Image object location rows
------------------------------------------------

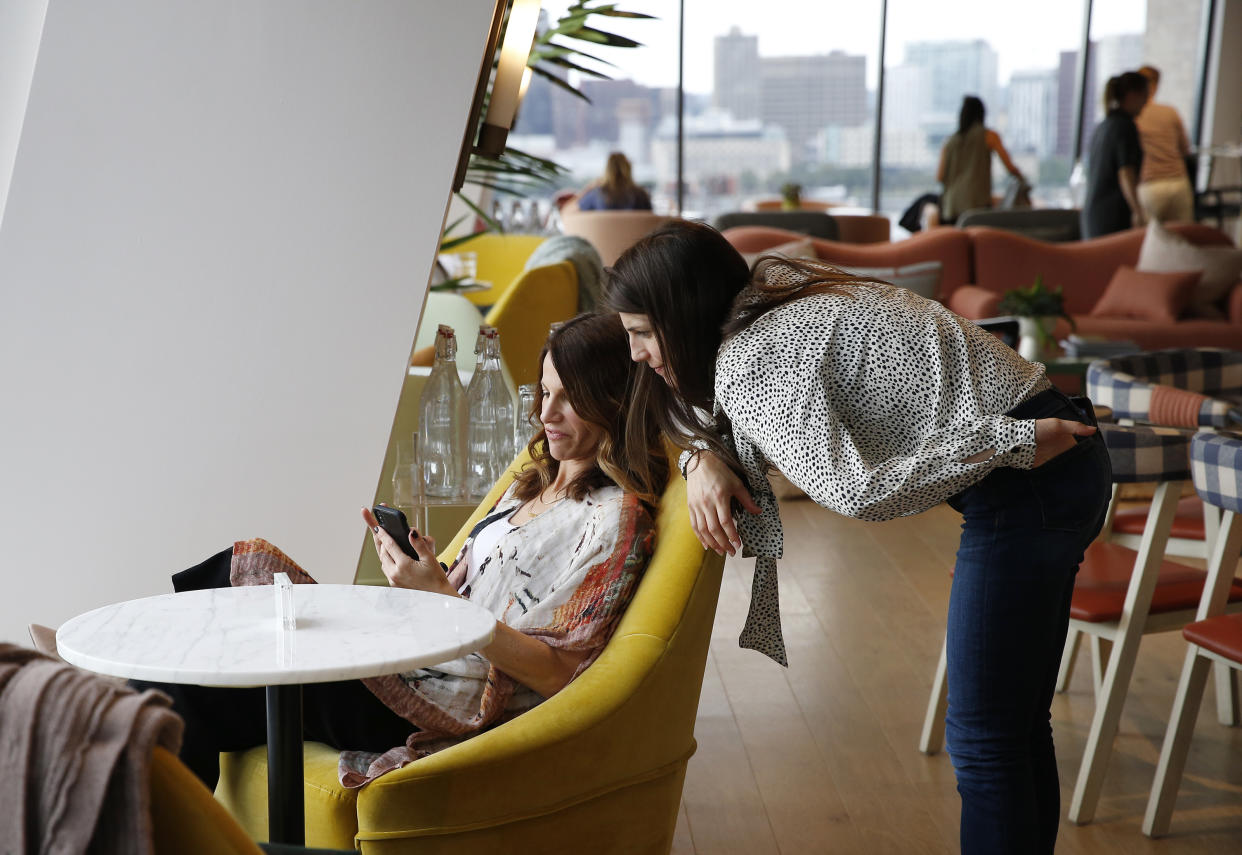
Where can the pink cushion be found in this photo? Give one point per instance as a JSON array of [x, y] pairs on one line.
[[1133, 293], [973, 302]]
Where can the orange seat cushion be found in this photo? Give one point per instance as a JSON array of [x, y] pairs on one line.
[[1187, 521], [1104, 574], [1222, 635]]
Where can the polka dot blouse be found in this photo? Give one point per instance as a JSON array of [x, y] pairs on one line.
[[868, 400]]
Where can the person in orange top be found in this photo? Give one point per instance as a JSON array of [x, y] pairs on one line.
[[1164, 187]]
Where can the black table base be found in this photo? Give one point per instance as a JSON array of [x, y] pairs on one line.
[[286, 802]]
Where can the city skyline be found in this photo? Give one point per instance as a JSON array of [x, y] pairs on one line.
[[853, 27]]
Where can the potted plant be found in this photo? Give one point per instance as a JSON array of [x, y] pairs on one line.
[[1037, 310], [790, 196]]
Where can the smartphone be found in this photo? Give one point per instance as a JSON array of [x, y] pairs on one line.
[[394, 522]]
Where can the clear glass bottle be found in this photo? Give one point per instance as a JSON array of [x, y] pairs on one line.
[[525, 420], [440, 421], [489, 439]]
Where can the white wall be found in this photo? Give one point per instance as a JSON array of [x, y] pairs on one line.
[[21, 24], [219, 233], [1222, 119]]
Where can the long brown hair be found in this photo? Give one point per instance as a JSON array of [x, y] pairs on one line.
[[692, 286], [593, 359], [617, 185]]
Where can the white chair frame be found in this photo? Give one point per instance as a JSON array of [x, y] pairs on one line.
[[1115, 645], [1194, 677]]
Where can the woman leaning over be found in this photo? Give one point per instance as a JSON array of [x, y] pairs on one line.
[[878, 403], [616, 190], [557, 561]]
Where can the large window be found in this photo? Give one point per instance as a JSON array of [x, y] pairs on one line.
[[1025, 76], [785, 92], [631, 112]]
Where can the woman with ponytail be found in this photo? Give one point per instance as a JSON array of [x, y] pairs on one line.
[[878, 404], [1113, 162]]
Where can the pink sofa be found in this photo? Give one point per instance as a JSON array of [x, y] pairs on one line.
[[981, 264]]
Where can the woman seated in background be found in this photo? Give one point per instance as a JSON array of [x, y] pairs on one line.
[[1112, 201], [557, 561], [616, 190], [966, 163]]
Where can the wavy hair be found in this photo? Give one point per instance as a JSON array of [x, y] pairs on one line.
[[591, 356], [692, 285]]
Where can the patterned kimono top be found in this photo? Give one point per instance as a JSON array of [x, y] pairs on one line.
[[868, 399], [564, 577]]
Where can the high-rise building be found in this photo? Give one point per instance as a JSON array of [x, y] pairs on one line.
[[802, 95], [737, 75], [1032, 112], [955, 68], [1067, 91]]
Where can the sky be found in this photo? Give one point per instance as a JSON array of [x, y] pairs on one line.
[[791, 27]]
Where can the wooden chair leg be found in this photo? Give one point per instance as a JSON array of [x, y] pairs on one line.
[[1101, 651], [1226, 695], [933, 722], [1173, 753], [1073, 640], [1104, 725], [1123, 655]]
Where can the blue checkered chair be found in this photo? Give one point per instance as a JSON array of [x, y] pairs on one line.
[[1183, 388], [1122, 593], [1215, 636]]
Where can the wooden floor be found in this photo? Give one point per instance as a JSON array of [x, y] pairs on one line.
[[822, 757]]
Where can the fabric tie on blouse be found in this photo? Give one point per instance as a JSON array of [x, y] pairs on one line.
[[763, 538]]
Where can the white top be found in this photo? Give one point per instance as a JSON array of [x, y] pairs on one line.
[[868, 400], [227, 636], [485, 543]]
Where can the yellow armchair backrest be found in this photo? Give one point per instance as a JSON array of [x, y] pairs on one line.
[[598, 767], [501, 260], [540, 297]]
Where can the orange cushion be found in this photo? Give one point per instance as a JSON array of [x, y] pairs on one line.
[[1187, 520], [1222, 635], [973, 302], [1104, 574], [424, 357], [1160, 297]]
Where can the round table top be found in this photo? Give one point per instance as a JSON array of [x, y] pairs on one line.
[[229, 636]]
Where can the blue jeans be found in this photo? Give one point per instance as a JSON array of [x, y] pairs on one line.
[[1022, 537]]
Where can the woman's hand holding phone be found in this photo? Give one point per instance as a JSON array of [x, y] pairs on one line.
[[410, 566]]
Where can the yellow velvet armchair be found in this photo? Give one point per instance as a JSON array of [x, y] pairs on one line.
[[540, 297], [596, 768], [501, 260]]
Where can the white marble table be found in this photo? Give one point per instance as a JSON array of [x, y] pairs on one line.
[[229, 636]]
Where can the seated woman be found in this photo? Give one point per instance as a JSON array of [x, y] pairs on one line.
[[616, 190], [557, 562]]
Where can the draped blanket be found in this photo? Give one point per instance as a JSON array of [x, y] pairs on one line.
[[76, 756], [564, 577]]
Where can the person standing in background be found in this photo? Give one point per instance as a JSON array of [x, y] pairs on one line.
[[1112, 201], [1164, 187], [616, 190], [966, 163]]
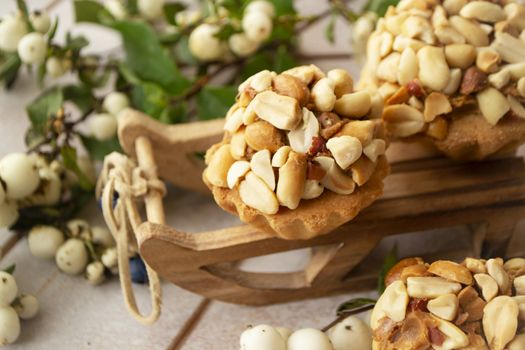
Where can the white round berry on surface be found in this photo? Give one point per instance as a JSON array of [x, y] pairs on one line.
[[8, 213], [351, 333], [187, 17], [284, 332], [261, 6], [79, 228], [44, 241], [10, 325], [115, 102], [95, 272], [204, 45], [72, 257], [55, 67], [32, 48], [116, 9], [101, 235], [48, 192], [309, 339], [109, 258], [8, 288], [103, 126], [19, 175], [26, 306], [257, 26], [12, 29], [262, 337], [241, 45], [40, 21], [151, 9]]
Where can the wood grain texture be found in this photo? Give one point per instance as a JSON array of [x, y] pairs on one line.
[[424, 192]]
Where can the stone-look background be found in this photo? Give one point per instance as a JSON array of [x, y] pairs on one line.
[[76, 315]]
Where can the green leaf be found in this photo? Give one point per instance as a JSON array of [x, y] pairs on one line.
[[283, 7], [380, 6], [45, 105], [69, 158], [390, 260], [22, 7], [10, 269], [99, 149], [354, 305], [88, 11], [80, 95], [171, 9], [147, 59], [214, 101], [283, 59], [149, 98]]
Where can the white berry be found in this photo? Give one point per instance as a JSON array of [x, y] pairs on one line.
[[151, 9], [262, 337], [109, 258], [48, 192], [72, 257], [241, 45], [257, 26], [115, 102], [8, 213], [351, 333], [284, 332], [8, 288], [19, 175], [203, 43], [55, 67], [103, 126], [261, 6], [95, 272], [44, 241], [12, 29], [26, 307], [116, 9], [40, 20], [32, 48], [309, 339], [101, 235], [10, 329]]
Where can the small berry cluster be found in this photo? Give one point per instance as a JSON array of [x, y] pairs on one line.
[[254, 29], [79, 248], [13, 307], [350, 333]]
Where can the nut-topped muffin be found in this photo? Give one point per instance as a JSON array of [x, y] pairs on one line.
[[475, 305], [452, 71], [300, 155]]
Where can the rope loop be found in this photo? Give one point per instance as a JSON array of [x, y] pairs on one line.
[[120, 184]]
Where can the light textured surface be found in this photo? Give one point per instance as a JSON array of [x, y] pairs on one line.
[[76, 315]]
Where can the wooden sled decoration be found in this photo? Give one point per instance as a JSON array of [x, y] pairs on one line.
[[425, 191]]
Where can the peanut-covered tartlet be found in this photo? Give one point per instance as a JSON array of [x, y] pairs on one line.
[[475, 305], [452, 71], [300, 155]]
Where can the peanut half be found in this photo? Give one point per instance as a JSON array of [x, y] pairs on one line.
[[445, 306], [500, 322], [217, 171], [255, 193], [345, 150], [261, 166], [489, 287], [283, 112], [430, 287], [292, 176], [392, 304]]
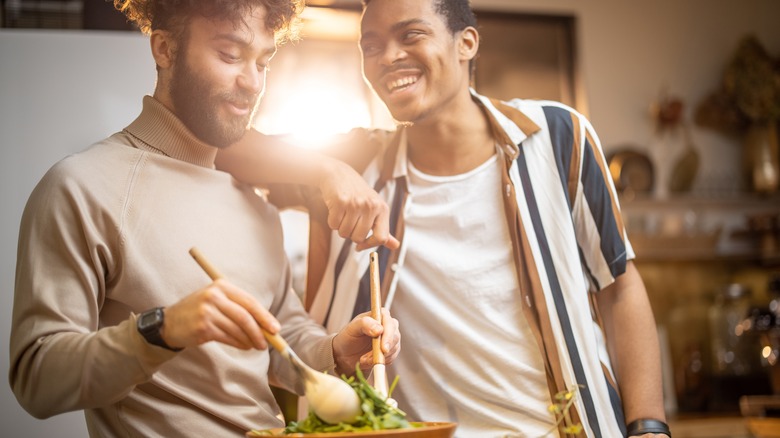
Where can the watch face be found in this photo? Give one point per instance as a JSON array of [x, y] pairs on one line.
[[149, 319]]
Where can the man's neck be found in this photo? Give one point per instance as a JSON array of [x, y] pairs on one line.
[[452, 144]]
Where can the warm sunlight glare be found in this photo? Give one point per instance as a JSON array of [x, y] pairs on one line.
[[313, 112]]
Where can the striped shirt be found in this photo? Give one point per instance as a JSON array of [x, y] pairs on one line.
[[567, 237]]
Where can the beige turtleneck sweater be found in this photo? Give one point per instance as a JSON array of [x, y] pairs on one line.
[[105, 235]]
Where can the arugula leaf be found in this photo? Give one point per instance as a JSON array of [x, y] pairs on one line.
[[376, 413]]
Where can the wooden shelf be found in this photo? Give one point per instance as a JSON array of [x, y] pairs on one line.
[[689, 228]]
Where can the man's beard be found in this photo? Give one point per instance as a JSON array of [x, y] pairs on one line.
[[196, 102]]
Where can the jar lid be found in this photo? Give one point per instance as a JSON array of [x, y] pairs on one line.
[[734, 291]]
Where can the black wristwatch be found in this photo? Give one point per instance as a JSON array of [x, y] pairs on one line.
[[149, 324]]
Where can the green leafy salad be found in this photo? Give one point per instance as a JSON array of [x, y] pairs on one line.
[[376, 413]]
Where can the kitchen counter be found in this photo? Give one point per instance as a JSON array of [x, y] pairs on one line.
[[709, 427]]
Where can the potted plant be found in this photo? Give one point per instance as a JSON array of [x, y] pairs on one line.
[[747, 104]]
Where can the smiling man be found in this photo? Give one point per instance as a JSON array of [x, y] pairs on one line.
[[514, 280], [111, 315]]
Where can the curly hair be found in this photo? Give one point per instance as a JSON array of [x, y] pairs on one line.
[[282, 16]]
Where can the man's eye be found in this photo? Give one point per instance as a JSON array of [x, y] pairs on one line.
[[370, 49], [412, 34], [230, 57]]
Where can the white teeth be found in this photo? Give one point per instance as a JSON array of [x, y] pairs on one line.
[[398, 83]]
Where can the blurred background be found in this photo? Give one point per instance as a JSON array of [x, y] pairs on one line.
[[685, 96]]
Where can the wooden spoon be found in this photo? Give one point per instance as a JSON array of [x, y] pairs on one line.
[[331, 398], [379, 372]]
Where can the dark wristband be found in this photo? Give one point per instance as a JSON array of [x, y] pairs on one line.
[[646, 425]]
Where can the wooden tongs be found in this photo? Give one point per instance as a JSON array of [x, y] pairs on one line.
[[378, 371]]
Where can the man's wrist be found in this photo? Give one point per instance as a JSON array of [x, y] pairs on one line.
[[644, 426], [150, 324]]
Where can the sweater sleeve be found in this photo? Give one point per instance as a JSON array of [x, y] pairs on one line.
[[308, 339], [61, 359]]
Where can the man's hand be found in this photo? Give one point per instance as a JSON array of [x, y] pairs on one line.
[[354, 208], [219, 312], [353, 343]]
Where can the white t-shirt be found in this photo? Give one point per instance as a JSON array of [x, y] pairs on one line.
[[466, 344]]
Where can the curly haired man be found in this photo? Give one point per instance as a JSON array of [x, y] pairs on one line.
[[111, 315]]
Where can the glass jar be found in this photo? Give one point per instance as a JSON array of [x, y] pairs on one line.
[[736, 354], [688, 341]]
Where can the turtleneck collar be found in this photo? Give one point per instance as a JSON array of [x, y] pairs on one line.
[[158, 130]]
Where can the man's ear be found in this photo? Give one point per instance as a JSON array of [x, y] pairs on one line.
[[163, 48], [469, 43]]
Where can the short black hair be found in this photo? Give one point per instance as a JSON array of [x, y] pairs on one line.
[[456, 13]]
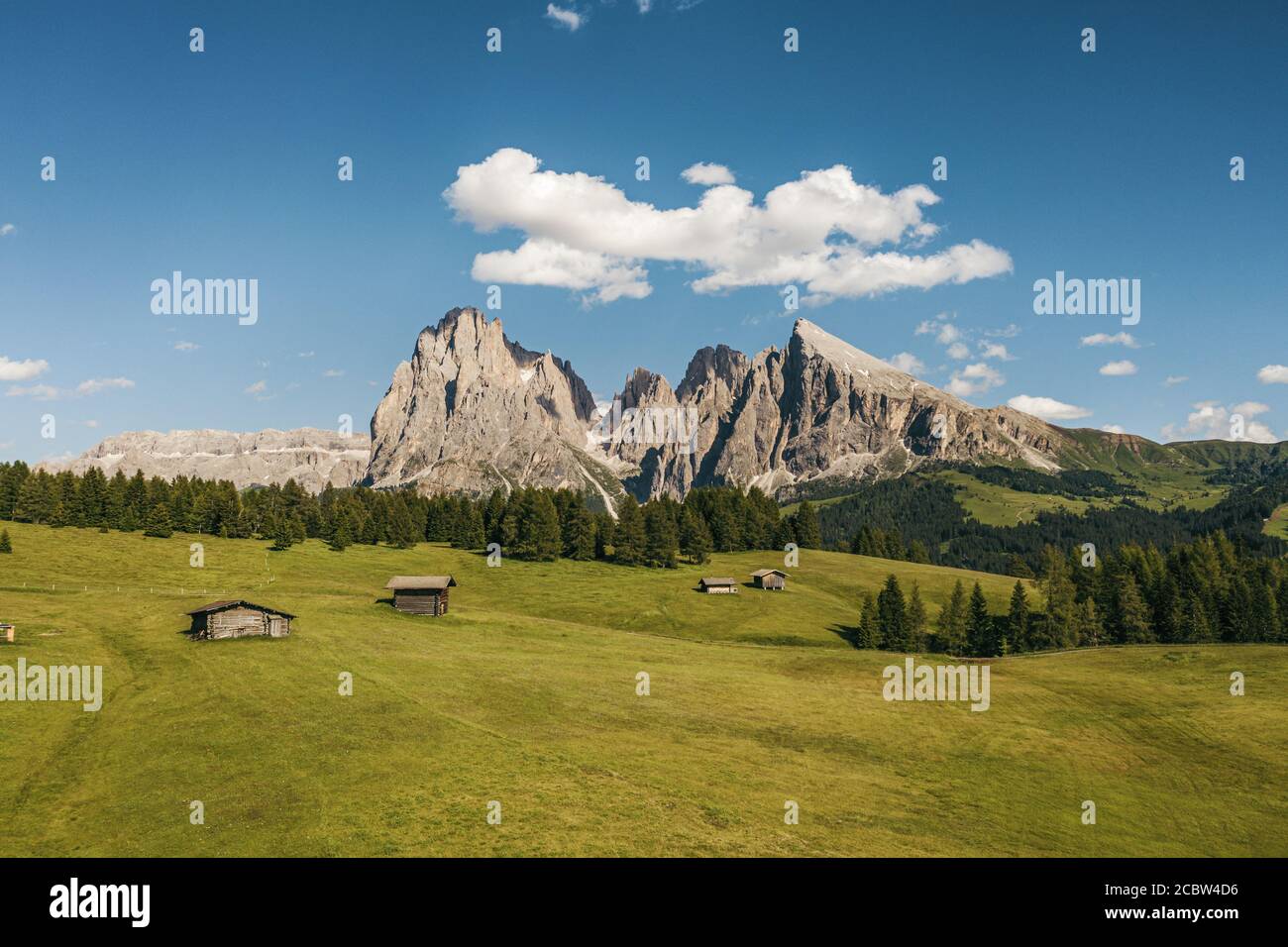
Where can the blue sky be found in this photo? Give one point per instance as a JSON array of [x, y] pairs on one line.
[[223, 165]]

------------------------------------------------

■ **TASK OBJECTIVE**
Please rewrite the rows from the first one through the line containing "[[853, 27]]", swapping "photo" for "image" and leaving everything else as it is. Leave the pictures out of your answer.

■ **OUTPUT OF THE EXERCISE**
Where can the pink cushion be found in this image? Give one point per instance as a JSON array of [x, y] pairs on one line.
[[1133, 293], [973, 302]]
Where can the orange seat cushion be found in this image? Give one point per instance as a JSON array of [x, y] pairs on one line.
[[1187, 521], [1104, 574], [1222, 635]]
Where can the polka dot blouse be found in this image? Give one point per instance as a JSON array of [x, y] pairs on one line.
[[868, 400]]
Where can the person in orange top be found in this image? Give one point per instance as a JSON array of [x, y] pairs on one line.
[[1164, 187]]
Where can the black table base be found in this image? Give one point per instance as a JSON array of [x, y] pairs on one line.
[[286, 802]]
Where can the city skyline be found in this image? Give one point per instance as a JSON array of [x, y] pairs on one line.
[[853, 27]]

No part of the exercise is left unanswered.